### Set problem:
State the number of lines in the listing below that contain the string "hair", treating case as significant, and give only that number.

### Stored items:
------------------------------------------------
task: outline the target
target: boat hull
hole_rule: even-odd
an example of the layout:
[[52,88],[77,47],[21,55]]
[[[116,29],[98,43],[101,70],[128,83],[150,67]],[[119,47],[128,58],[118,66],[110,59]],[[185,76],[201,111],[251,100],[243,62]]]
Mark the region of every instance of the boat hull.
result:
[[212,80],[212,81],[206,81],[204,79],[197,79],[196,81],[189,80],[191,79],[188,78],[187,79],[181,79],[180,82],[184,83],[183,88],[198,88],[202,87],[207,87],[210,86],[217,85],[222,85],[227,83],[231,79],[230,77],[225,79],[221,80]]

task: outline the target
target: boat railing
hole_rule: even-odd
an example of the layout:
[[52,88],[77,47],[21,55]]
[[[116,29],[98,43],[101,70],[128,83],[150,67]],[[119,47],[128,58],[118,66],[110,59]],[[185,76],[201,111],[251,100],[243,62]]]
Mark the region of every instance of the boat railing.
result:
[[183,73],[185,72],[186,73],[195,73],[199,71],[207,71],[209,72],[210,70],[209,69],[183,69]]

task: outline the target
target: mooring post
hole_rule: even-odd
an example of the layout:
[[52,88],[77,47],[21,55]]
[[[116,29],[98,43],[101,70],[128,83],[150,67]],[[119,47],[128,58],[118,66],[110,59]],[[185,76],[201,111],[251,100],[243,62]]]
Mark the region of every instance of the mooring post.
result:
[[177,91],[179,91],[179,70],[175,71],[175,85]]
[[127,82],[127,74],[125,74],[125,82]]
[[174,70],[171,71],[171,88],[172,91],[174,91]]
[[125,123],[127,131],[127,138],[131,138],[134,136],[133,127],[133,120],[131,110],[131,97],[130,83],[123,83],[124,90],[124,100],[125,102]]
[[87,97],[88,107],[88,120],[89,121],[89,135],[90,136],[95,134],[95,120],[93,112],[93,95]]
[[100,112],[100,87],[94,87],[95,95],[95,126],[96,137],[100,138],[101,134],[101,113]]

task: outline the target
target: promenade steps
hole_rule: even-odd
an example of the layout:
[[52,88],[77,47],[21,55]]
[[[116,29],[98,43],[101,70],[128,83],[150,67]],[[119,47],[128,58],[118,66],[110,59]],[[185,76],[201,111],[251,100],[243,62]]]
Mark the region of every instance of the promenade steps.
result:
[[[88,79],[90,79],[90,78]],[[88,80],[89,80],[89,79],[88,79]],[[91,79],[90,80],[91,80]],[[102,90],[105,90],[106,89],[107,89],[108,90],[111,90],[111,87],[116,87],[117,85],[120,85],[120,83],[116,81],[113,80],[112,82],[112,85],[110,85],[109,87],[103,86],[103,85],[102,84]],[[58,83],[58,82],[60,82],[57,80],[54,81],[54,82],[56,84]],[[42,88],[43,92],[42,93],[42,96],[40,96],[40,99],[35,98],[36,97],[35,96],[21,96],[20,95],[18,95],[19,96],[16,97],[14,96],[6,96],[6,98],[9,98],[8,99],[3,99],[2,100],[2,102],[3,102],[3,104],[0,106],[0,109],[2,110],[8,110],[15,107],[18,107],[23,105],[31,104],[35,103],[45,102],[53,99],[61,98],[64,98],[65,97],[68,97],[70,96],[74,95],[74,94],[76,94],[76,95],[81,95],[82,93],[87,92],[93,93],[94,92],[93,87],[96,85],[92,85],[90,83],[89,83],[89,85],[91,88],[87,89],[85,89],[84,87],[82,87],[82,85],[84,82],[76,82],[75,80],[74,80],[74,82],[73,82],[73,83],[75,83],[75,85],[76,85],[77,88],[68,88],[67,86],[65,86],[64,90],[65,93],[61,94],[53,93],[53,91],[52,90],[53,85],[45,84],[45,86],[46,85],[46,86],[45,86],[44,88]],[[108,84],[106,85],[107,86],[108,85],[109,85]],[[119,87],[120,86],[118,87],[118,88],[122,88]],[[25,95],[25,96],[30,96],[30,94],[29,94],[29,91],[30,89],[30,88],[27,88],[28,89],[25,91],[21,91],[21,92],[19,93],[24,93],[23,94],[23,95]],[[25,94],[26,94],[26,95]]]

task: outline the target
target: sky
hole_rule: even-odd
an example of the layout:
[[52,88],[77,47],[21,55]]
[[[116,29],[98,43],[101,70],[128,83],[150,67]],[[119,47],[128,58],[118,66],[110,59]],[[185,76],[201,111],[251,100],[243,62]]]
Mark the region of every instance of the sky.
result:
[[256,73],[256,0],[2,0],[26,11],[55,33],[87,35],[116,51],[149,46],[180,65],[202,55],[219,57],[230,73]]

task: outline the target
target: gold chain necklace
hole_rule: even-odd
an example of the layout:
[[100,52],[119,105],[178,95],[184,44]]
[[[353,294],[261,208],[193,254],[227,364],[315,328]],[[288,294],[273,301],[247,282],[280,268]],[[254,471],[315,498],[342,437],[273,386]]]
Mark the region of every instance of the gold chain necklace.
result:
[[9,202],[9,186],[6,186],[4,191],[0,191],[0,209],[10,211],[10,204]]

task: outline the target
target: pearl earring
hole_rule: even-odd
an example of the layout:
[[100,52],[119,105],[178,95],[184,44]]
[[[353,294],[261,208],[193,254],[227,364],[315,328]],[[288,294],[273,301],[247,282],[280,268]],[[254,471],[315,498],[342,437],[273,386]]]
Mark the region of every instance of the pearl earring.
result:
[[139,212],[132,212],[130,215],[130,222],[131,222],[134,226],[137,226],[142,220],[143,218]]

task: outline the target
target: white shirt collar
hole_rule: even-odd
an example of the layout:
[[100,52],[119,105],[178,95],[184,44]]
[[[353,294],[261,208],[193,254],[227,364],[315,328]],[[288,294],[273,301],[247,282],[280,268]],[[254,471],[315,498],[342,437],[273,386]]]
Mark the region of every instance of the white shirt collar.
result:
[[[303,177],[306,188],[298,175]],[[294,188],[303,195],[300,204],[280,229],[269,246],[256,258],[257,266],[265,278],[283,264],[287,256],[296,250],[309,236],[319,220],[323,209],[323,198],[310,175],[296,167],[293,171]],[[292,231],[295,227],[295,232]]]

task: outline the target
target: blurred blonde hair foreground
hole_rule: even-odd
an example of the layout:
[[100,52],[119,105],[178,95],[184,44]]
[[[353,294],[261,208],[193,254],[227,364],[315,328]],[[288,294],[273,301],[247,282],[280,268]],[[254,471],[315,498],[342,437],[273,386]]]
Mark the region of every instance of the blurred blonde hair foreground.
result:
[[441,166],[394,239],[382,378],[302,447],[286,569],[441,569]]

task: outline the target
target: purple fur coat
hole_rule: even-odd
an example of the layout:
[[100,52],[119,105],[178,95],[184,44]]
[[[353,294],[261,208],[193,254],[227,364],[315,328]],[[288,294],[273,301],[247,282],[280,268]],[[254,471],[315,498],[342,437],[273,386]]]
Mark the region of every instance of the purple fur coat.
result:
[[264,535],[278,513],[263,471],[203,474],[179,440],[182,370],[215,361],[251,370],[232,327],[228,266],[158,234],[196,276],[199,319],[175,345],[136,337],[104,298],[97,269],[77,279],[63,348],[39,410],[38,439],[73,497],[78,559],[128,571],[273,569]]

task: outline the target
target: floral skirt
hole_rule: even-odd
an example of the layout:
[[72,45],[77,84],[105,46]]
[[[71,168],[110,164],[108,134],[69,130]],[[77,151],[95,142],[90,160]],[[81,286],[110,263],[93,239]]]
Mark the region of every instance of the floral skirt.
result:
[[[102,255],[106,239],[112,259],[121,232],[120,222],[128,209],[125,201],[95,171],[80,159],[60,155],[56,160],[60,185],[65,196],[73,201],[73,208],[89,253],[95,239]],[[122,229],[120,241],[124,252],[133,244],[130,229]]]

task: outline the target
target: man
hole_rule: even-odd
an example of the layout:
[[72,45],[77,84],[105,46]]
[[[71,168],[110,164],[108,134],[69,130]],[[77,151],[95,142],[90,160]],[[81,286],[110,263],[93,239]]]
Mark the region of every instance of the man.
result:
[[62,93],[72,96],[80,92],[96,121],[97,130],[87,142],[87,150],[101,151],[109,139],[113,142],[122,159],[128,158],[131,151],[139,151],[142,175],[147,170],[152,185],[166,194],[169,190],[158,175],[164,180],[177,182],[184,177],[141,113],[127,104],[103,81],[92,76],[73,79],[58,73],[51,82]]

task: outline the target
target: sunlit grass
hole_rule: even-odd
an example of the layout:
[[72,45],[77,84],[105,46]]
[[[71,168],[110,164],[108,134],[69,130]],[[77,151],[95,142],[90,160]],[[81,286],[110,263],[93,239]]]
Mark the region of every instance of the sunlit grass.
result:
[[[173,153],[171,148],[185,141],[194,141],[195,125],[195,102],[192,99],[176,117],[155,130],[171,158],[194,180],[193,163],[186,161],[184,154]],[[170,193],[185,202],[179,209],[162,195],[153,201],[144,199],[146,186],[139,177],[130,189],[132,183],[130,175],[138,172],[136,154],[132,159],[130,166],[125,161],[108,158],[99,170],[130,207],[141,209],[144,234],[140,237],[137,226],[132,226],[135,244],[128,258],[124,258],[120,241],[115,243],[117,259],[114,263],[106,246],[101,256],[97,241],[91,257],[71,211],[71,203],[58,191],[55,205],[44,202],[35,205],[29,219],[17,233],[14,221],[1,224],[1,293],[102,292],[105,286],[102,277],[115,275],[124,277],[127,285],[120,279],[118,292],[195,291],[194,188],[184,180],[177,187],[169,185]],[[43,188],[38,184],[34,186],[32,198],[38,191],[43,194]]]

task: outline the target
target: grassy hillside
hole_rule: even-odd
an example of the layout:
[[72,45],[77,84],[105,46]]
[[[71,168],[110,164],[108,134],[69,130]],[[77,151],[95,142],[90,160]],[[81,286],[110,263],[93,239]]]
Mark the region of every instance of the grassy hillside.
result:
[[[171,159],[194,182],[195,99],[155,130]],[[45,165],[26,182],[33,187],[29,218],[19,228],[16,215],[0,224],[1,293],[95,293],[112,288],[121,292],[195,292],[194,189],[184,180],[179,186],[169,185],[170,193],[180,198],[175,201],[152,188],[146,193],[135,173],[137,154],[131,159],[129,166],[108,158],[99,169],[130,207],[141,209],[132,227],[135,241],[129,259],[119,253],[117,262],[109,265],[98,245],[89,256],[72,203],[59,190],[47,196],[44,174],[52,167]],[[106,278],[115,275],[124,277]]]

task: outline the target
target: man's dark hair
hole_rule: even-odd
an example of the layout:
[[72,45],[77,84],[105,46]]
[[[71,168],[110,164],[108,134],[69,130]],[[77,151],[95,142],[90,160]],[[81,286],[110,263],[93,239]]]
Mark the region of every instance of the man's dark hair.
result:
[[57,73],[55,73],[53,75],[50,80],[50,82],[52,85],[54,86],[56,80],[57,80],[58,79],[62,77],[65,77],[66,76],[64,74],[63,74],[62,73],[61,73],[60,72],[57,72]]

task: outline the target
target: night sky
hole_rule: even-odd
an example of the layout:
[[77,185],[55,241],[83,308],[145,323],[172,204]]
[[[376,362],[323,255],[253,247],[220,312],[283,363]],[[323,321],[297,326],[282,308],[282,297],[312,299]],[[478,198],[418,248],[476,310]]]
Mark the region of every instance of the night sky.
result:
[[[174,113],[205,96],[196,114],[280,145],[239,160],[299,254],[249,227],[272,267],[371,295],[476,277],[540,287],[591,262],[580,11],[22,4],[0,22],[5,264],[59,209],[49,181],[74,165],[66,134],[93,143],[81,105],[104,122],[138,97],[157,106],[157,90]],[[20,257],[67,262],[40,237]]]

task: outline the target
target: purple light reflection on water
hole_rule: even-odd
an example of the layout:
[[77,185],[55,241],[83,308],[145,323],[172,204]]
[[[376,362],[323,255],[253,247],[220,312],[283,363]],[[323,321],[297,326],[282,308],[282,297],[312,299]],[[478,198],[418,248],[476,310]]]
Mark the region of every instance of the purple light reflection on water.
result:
------------------------------------------------
### Response to this exercise:
4